Shape labeling records:
╭──

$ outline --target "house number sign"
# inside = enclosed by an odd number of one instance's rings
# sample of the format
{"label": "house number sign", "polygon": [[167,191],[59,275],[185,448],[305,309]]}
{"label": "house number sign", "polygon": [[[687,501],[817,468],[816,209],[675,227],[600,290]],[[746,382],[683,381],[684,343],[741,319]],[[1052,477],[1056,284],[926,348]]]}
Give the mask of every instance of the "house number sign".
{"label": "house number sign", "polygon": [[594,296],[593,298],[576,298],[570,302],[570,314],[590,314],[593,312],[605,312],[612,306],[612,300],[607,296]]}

╰──

__Required work__: Each line of the material must be restated exactly.

__Problem solution__:
$ outline --target "house number sign"
# inside = enclosed by an odd number of one instance's rings
# sample of the format
{"label": "house number sign", "polygon": [[167,191],[59,275],[185,448],[305,309]]}
{"label": "house number sign", "polygon": [[[687,501],[817,468],[816,209],[675,227],[600,290]],[[746,382],[683,381],[684,343],[741,319]],[[1052,477],[1056,284],[926,348]]]}
Give the mask of every instance of the "house number sign".
{"label": "house number sign", "polygon": [[594,296],[593,298],[576,298],[570,302],[570,314],[590,314],[593,312],[605,312],[612,306],[612,300],[607,296]]}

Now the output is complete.